Raw data:
# # # #

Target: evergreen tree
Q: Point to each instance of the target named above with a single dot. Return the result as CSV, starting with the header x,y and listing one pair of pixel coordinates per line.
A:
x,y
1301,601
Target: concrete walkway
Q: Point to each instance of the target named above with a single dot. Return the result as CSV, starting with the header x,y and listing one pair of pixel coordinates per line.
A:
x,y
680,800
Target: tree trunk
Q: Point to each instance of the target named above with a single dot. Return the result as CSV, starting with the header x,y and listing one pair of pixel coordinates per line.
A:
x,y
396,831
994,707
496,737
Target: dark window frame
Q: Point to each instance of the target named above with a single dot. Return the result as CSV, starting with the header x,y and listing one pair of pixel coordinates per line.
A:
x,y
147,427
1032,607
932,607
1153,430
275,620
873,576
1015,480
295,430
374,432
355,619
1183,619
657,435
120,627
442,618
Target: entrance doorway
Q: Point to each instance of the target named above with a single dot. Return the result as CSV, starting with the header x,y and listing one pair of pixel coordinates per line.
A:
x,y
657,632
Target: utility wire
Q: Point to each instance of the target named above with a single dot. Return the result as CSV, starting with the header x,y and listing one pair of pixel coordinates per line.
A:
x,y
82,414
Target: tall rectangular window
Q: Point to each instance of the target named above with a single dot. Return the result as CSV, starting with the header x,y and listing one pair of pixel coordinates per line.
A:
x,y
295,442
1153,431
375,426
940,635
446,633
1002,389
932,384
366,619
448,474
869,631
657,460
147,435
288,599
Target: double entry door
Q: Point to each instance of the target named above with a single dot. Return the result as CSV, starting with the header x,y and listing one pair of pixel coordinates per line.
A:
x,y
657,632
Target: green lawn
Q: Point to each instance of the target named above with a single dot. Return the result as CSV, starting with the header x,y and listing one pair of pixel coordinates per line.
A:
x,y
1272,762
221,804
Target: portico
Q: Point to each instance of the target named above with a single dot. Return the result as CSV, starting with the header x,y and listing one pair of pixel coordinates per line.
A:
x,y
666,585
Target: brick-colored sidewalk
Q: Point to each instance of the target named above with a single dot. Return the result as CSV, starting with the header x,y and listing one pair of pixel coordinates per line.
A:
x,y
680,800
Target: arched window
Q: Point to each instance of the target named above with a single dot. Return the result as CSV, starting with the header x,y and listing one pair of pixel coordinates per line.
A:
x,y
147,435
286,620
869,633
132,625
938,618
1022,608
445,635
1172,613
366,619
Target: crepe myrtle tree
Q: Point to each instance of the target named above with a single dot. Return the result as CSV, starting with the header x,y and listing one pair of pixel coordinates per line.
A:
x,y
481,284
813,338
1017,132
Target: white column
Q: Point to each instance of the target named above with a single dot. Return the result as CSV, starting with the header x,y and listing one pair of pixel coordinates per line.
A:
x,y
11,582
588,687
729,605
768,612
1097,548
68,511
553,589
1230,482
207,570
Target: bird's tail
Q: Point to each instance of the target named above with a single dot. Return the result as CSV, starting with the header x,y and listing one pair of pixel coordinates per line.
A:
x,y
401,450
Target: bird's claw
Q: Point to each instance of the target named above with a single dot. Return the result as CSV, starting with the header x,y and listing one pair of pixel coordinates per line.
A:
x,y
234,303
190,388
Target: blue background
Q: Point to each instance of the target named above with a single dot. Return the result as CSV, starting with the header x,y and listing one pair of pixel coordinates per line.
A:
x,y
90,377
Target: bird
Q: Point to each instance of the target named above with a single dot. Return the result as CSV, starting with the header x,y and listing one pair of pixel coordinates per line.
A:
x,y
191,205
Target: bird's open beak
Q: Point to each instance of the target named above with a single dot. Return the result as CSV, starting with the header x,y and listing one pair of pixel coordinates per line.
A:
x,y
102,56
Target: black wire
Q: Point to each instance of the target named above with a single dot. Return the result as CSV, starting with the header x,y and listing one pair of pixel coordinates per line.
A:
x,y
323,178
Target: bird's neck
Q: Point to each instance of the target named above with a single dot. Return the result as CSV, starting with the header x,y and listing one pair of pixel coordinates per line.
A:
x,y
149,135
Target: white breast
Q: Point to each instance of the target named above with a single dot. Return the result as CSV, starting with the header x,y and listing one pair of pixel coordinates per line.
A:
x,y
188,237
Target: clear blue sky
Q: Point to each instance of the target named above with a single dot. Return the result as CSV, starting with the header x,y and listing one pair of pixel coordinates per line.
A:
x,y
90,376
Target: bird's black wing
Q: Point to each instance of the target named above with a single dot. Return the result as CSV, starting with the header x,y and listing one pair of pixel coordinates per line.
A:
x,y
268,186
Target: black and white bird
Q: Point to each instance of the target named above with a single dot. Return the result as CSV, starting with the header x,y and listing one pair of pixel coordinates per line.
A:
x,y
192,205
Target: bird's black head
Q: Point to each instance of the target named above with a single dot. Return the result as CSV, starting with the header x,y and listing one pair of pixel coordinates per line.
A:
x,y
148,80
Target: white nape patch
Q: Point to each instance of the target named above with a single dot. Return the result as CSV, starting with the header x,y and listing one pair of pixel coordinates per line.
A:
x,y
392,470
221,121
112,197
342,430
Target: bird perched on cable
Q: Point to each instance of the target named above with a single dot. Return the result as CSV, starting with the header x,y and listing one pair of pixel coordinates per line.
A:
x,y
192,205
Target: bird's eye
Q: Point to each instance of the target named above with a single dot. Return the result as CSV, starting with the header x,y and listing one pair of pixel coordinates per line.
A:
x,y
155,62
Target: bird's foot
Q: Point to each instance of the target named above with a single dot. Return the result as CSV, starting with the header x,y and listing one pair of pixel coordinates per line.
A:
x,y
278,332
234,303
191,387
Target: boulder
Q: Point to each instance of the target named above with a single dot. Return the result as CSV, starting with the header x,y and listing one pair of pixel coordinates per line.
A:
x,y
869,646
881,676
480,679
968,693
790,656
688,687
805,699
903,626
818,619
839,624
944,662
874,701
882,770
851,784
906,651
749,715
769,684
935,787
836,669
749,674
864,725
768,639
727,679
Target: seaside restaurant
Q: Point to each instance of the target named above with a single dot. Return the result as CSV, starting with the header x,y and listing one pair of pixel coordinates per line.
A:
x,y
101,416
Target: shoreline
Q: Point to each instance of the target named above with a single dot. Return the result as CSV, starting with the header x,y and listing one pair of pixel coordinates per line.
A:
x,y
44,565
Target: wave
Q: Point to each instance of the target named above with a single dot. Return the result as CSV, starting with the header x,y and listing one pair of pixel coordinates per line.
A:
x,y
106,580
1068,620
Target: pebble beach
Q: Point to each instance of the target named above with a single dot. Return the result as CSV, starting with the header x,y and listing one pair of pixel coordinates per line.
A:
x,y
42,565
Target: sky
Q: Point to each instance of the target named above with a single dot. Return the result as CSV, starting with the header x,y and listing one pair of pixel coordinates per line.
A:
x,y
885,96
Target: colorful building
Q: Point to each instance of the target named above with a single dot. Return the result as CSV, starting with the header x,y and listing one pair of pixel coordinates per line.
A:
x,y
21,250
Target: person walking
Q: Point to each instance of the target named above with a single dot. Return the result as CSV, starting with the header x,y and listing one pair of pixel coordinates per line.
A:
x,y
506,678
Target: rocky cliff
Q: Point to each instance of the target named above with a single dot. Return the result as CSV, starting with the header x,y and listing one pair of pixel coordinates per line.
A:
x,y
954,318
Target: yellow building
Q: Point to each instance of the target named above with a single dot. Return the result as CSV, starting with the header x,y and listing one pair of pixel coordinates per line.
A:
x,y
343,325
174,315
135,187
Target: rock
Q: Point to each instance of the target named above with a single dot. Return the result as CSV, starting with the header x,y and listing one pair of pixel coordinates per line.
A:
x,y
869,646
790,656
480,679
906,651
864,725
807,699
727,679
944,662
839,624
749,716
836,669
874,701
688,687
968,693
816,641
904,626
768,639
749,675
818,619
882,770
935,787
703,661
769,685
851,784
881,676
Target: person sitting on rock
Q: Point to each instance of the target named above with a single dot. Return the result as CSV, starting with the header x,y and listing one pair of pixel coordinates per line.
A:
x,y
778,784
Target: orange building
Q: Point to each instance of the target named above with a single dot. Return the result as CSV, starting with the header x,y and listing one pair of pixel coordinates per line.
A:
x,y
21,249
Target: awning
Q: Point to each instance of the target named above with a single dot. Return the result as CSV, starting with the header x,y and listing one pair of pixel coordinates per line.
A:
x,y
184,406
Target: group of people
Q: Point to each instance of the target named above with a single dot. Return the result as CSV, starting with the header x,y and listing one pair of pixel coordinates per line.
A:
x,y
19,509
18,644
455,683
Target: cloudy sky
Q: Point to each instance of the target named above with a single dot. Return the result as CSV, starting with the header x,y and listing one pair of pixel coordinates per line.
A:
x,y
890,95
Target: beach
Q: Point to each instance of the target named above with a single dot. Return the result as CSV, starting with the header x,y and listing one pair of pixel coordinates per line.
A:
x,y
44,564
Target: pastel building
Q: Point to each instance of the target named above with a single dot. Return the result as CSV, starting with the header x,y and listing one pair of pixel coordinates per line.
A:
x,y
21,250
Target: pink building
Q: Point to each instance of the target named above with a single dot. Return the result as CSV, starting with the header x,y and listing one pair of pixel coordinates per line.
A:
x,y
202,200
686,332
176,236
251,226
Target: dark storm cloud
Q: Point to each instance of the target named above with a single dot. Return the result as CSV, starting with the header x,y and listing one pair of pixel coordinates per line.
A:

# # # #

Everything from the line that contains "Target: cloudy sky" through the end of the records must be duplicated exactly, and nothing outside that range.

Solution for this exercise:
Target: cloudy sky
Q: Point to each instance of the target named above with a single dot. Return the result as CSV, starting with the header x,y and listing one pair of pixel coordinates per line.
A:
x,y
890,95
Target: beach
Q: Point to each instance of the target named above with a single dot. Return the result as CSV, starting with the header x,y and listing one pair of pixel coordinates per line.
A:
x,y
44,564
Target: pastel building
Q: Point to each instance of the target named above with a single dot. Return the result as CSV, starting with the header x,y and listing one pair of pixel coordinates per line.
A:
x,y
21,250
Target: pink building
Q: Point to each instance of the target named above with a single dot. Return the result as CSV, starting with the header x,y and listing one pair of pixel coordinates per line.
A:
x,y
202,200
686,332
176,236
251,226
Target: dark storm cloud
Q: Point to each instance of the target named above with a single dot. Return the result as CSV, starting with the header x,y and listing one pair of pixel coordinates per line.
A:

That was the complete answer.